Task goal:
Copy out every line of the data exactly.

┌─ Material to process

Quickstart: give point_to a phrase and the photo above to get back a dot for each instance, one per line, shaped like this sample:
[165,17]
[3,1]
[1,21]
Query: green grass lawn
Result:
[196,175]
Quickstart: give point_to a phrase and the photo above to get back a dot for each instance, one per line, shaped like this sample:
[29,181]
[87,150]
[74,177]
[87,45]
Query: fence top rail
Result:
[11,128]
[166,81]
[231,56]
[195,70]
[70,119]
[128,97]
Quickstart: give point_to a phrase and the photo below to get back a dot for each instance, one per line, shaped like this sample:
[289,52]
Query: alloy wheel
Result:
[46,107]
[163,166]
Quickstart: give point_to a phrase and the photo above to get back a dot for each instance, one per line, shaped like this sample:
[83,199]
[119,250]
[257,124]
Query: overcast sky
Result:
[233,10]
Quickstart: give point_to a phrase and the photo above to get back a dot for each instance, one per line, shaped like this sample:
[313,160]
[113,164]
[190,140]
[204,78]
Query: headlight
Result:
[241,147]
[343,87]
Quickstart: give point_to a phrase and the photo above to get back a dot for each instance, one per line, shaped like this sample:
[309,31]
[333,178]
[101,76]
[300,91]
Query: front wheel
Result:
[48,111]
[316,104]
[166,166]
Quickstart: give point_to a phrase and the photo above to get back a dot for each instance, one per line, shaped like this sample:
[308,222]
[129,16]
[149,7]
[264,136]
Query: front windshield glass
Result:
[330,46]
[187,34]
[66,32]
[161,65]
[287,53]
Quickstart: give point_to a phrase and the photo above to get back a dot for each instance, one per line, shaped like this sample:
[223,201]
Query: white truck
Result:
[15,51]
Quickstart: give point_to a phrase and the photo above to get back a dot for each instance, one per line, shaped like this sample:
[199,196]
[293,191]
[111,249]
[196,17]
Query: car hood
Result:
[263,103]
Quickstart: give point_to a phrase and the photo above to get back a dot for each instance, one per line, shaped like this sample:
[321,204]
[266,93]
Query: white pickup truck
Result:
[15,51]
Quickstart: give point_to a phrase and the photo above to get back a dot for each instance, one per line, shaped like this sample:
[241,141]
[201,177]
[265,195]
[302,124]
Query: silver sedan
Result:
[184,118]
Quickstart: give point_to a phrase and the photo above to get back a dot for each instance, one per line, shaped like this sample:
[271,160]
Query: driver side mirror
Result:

└─

Answer to the exercise:
Quickstart: give point_to a phrase and the photo above to get back a dot for each instance, one per line, shaped like this sample:
[165,17]
[3,1]
[1,21]
Query: green grass lawn
Result:
[196,175]
Quickstart: give point_to a phrase and the photo above to get back a dot for each instance, one per line, shaped like this sample:
[29,181]
[87,150]
[74,177]
[87,45]
Query: fence top rail
Result:
[11,128]
[166,81]
[231,56]
[195,70]
[70,119]
[128,97]
Quickstart: give point_to a phrase and the photo below to get back a dot for each instance, one per line, shaped like this sample:
[289,52]
Query: alloy wheel
Result:
[46,107]
[163,166]
Quickstart: give point_to a phrase and the photo above to get back a dot for each instance, one per line, shaped like this sample:
[83,199]
[119,250]
[257,124]
Query: overcast sky
Result:
[233,10]
Quickstart: give point_to a phrase and the photo above to get back a dot for each instance, one per line, shaped like this sample:
[313,160]
[113,164]
[190,140]
[204,78]
Query: headlight
Result:
[241,147]
[343,87]
Quickstart: give point_to a phrase and the photo above to get back a dot for each instance, one per line, shaped like this sample:
[309,31]
[333,178]
[101,76]
[300,91]
Query: front wheel
Result:
[48,111]
[316,104]
[166,166]
Quickstart: give point_to a phrase and the photo above to get back a dot for each instance, one per line, shaped like this sample:
[308,222]
[129,16]
[149,7]
[264,136]
Query: front windshield glass
Result:
[330,46]
[187,34]
[66,32]
[161,65]
[287,53]
Quickstart: give point_to a phrase and the photo above to get back a dot for each instance, one per line, shaped like this sample:
[223,201]
Query: white truck
Result:
[15,51]
Quickstart: give point_to a phrase and the photo above to get back a dot for each instance, one per line, shaped like this sample:
[199,196]
[293,191]
[111,249]
[196,17]
Query: car hood
Result:
[263,103]
Quickstart: give point_to a phrase and the photo above to get back a dot for each instance, one per line, shaped like this sample:
[321,204]
[266,93]
Query: white pickup truck
Result:
[15,51]
Quickstart: give point_to a phrase and the photo above to get back a dot for each instance, one per line, shaped like this sample:
[241,141]
[201,177]
[265,195]
[302,124]
Query: silver sedan
Result:
[184,118]
Quickstart: give point_to a phrase and the photo above to get back a dot for each instance, one per line, shaped like this sample:
[271,160]
Query: driver side mirror
Result:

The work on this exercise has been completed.